Dataset records
--

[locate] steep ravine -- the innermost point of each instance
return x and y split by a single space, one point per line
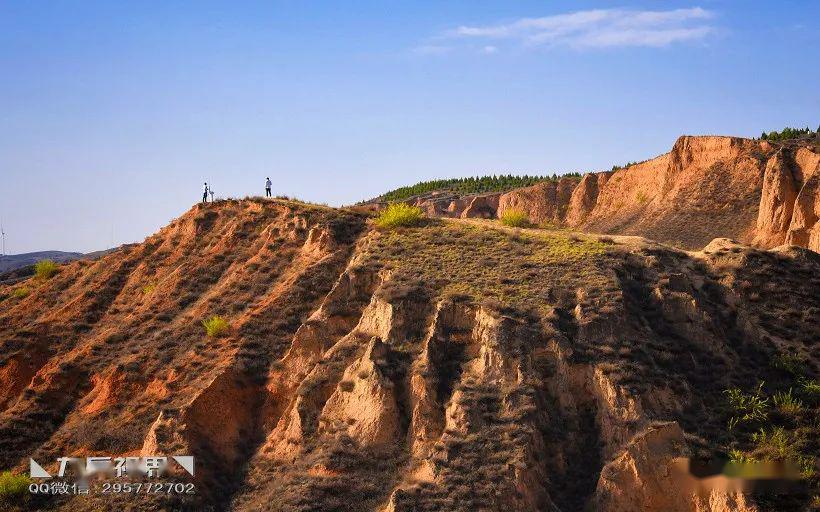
451 366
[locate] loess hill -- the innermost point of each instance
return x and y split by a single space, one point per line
455 365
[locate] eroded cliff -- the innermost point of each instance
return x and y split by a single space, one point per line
451 366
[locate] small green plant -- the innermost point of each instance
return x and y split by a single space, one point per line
215 326
21 293
515 218
45 269
739 457
747 406
807 466
786 403
13 488
791 363
776 443
810 389
399 214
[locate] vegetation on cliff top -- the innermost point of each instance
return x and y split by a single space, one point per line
788 133
471 185
399 214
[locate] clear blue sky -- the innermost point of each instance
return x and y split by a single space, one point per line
112 114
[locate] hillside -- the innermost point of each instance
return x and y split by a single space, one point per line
760 192
15 261
456 365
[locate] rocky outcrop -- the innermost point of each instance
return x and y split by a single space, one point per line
776 202
545 202
651 473
439 367
482 207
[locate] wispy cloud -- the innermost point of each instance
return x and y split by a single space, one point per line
431 49
599 28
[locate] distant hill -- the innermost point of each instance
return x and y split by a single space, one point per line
14 261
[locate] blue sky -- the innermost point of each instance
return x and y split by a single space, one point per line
113 113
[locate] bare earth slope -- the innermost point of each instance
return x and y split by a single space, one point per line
451 366
758 192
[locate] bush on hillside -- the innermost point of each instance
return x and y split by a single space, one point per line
515 218
20 293
471 185
45 269
215 326
399 214
13 488
788 133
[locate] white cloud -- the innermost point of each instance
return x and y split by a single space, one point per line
598 28
430 49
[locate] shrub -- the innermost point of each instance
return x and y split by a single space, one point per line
45 269
399 214
215 326
810 389
13 488
20 293
748 406
787 403
515 218
776 444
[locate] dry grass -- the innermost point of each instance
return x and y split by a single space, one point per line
515 269
515 218
45 269
398 215
216 326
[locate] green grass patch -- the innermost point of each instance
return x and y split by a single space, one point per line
45 269
480 263
216 326
13 488
786 403
21 292
515 218
746 407
399 214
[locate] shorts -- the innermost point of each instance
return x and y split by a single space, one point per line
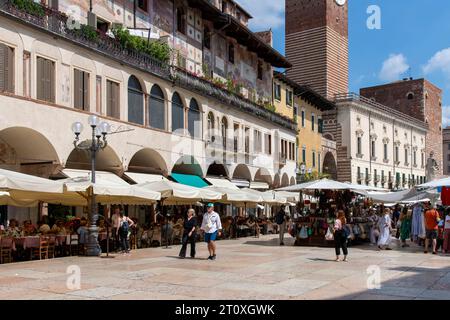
210 237
431 234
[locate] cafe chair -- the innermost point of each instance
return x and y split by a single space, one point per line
42 250
6 249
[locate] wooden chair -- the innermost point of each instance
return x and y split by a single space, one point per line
73 244
51 246
6 249
42 250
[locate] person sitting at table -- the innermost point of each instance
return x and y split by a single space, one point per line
58 228
28 228
13 229
43 227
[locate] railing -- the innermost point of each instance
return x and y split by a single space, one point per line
353 97
56 23
192 82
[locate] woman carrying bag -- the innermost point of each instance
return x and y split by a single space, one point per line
340 237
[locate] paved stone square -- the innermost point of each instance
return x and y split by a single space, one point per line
246 268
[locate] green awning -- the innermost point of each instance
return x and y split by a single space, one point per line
189 180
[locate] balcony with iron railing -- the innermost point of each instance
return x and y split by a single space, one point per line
56 23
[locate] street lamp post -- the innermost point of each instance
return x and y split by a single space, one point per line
98 142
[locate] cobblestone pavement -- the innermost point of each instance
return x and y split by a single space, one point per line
246 268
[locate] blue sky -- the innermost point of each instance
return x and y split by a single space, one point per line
414 40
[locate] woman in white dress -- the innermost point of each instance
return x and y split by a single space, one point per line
384 225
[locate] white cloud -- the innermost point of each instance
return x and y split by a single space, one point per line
393 67
445 116
267 13
439 62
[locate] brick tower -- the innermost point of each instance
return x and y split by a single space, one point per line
418 98
317 44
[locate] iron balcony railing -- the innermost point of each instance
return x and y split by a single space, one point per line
353 97
56 23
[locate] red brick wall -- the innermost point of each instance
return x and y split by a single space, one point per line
395 95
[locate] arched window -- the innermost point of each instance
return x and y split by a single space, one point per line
210 132
177 112
135 101
156 108
207 37
223 129
181 20
194 121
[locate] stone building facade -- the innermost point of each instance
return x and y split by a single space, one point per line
417 98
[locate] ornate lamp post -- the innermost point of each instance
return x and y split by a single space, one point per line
98 142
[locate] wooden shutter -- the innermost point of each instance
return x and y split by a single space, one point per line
77 89
85 91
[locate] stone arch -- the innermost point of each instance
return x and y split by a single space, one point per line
293 181
329 166
263 175
106 159
217 169
242 172
188 165
28 151
285 180
148 161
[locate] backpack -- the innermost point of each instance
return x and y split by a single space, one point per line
124 228
279 219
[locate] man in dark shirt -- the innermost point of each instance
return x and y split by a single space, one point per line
190 223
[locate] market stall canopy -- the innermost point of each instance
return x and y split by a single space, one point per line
445 182
7 200
189 180
177 193
221 183
269 197
236 197
390 197
323 184
15 181
144 177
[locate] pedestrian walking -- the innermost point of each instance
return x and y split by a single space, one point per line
212 226
385 226
123 231
431 227
405 226
189 234
280 219
340 236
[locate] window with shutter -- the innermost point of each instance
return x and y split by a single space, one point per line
45 79
81 90
6 68
112 97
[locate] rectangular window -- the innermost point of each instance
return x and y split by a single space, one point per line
112 99
81 90
358 146
268 143
373 149
258 141
277 91
98 96
289 97
6 68
45 79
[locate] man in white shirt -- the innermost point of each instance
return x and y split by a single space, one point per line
212 226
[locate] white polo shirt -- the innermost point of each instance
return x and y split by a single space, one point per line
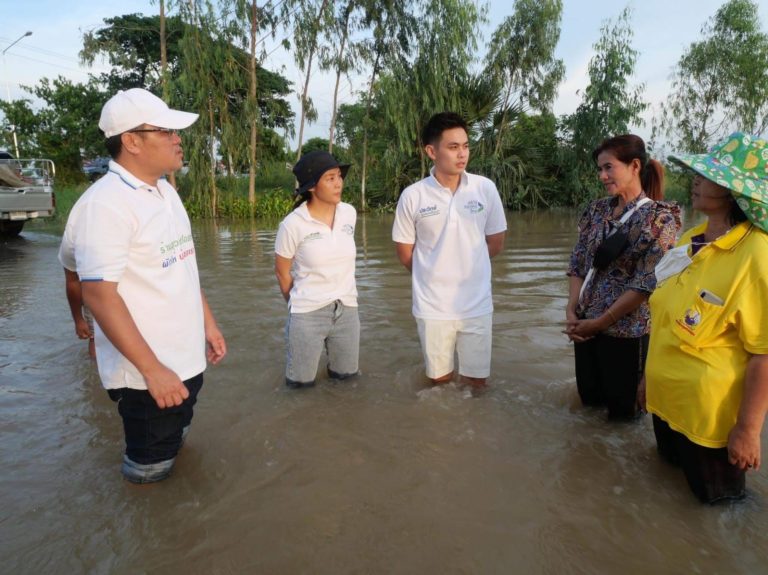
323 268
451 266
124 230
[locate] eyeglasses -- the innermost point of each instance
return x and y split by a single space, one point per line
165 131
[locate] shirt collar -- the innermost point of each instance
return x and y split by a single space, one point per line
462 183
629 205
303 211
129 179
731 239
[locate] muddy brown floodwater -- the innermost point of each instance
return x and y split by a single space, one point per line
379 475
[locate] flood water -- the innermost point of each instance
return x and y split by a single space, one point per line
379 475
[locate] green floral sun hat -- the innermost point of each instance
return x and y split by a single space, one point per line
739 163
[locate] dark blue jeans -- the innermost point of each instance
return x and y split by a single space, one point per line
153 434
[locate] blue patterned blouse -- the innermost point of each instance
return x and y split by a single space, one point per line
652 230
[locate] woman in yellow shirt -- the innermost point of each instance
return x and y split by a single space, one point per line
707 367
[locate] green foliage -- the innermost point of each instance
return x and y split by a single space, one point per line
721 82
131 44
65 126
521 53
274 197
66 196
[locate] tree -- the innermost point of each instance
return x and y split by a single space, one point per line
521 58
721 82
311 20
132 45
343 58
65 126
392 26
609 105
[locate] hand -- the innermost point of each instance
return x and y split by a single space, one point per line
744 448
641 395
216 347
165 387
584 329
81 328
571 321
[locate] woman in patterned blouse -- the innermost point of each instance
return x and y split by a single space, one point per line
607 314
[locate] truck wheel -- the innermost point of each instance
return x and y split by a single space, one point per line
10 229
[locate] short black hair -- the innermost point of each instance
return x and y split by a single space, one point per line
736 215
114 146
439 123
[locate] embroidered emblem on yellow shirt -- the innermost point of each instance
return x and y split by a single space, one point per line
691 321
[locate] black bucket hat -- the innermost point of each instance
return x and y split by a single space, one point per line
312 165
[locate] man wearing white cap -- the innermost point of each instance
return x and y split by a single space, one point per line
129 239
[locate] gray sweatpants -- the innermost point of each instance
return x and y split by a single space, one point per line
335 328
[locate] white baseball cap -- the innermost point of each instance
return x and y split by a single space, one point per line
131 108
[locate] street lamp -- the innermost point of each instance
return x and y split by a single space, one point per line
8 85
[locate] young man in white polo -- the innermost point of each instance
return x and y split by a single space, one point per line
447 228
129 239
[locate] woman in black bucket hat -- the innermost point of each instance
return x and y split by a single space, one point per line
315 266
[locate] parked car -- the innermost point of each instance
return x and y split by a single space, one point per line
96 168
26 192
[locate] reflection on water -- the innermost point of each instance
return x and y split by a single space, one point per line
378 475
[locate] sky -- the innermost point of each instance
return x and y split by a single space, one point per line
663 29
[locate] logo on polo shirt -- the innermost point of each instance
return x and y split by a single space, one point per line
177 250
691 321
474 207
429 211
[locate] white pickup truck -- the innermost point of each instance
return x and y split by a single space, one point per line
26 192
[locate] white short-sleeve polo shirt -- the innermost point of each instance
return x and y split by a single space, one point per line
451 271
123 230
323 268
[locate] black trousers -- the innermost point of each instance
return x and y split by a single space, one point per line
153 434
608 371
710 475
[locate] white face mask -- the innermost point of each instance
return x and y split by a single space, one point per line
672 263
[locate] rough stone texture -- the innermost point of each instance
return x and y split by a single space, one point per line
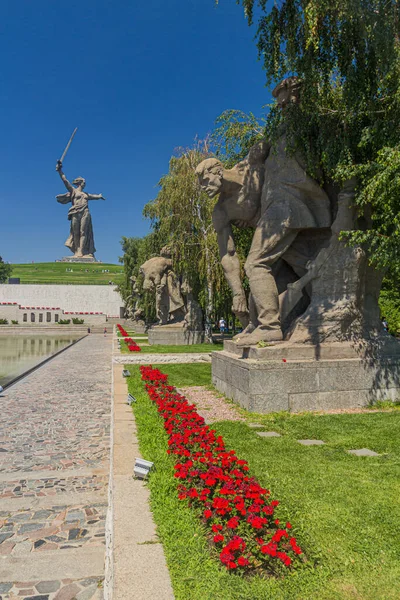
139 568
70 298
133 307
81 239
174 336
363 452
161 279
210 406
300 384
53 590
305 284
54 427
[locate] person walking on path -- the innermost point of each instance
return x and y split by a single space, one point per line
222 326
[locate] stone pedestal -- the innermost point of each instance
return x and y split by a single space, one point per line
173 335
306 377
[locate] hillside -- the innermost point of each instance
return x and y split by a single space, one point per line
53 273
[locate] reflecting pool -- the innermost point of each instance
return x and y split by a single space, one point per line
19 353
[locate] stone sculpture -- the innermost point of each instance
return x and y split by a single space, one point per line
134 308
239 202
80 240
159 277
290 212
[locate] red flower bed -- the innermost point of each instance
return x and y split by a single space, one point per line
132 345
237 511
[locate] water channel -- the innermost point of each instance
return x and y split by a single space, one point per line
19 353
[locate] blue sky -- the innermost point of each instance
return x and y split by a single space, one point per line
139 79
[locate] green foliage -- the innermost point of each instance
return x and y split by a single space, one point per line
191 374
5 271
234 135
344 509
347 54
181 215
389 301
56 273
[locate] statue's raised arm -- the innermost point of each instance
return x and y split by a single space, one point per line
64 179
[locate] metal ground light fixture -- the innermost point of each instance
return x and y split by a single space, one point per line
142 468
131 399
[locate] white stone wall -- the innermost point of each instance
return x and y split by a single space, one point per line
68 298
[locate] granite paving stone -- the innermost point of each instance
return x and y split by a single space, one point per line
56 420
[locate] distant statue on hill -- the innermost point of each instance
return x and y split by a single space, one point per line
80 240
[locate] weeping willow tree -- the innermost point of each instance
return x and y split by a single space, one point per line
347 54
181 214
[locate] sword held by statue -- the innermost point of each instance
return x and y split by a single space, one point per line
61 160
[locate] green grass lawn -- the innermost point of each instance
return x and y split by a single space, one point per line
56 273
156 349
188 374
345 510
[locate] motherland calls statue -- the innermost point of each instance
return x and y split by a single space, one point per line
134 305
305 284
159 277
80 240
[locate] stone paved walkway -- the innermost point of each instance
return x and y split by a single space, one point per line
54 467
143 358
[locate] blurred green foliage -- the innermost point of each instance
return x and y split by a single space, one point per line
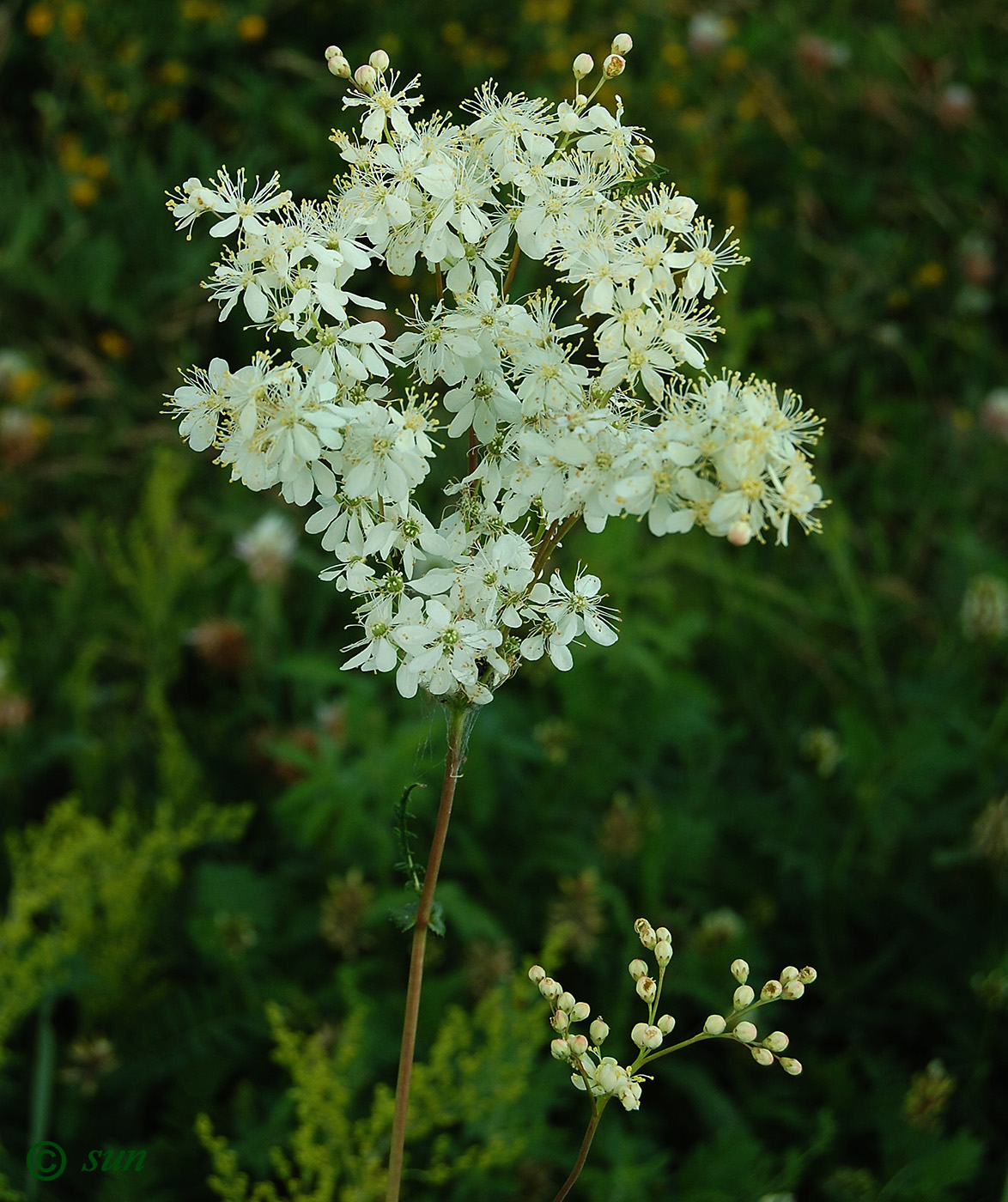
791 755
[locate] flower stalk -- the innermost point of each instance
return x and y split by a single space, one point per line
458 720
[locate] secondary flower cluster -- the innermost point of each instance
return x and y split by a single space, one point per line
562 418
604 1076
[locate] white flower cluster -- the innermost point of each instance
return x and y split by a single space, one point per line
557 427
604 1076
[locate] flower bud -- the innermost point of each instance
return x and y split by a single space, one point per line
366 78
647 989
743 997
584 64
608 1075
739 534
550 988
577 1043
647 1036
646 933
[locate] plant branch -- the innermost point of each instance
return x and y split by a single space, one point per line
512 268
453 761
575 1172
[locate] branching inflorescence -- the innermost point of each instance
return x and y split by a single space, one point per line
587 416
604 1076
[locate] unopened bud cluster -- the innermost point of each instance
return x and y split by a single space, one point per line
790 986
604 1078
592 1071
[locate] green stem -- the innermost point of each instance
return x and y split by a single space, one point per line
42 1084
453 761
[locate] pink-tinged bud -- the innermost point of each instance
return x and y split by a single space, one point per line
744 997
646 933
647 989
550 989
584 64
559 1049
366 78
647 1036
577 1043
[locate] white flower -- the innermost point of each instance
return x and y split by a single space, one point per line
267 547
385 106
704 262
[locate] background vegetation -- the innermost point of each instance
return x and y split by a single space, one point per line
793 755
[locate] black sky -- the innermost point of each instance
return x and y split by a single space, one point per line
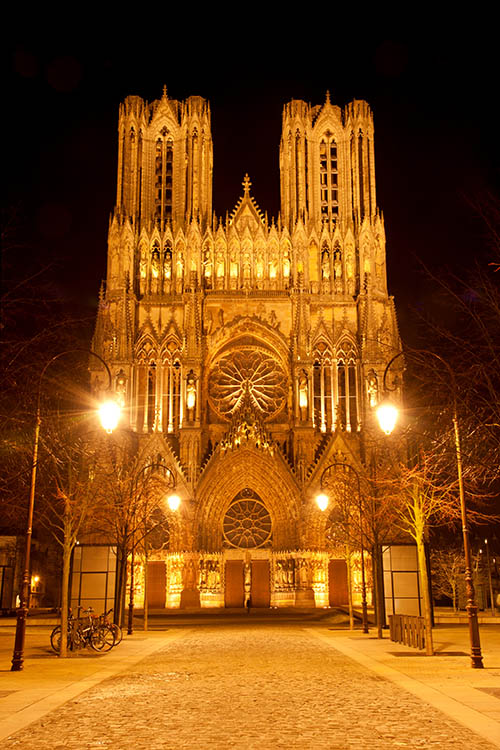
434 102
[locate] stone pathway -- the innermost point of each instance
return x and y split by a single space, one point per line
246 687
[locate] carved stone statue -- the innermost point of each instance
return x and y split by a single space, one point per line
155 271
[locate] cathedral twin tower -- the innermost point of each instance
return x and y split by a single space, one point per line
247 352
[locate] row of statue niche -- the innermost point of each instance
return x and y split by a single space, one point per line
161 270
209 575
292 573
161 267
246 261
326 269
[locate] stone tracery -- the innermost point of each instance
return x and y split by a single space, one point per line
252 371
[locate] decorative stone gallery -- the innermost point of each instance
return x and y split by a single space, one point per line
246 351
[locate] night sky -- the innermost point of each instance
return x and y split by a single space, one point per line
433 97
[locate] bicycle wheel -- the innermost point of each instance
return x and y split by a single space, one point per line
102 639
55 639
117 632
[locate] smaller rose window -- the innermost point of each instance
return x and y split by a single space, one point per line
247 523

--

Task brief
How many lines in the entries contain the string "person"? Answer with the number only.

Task output
2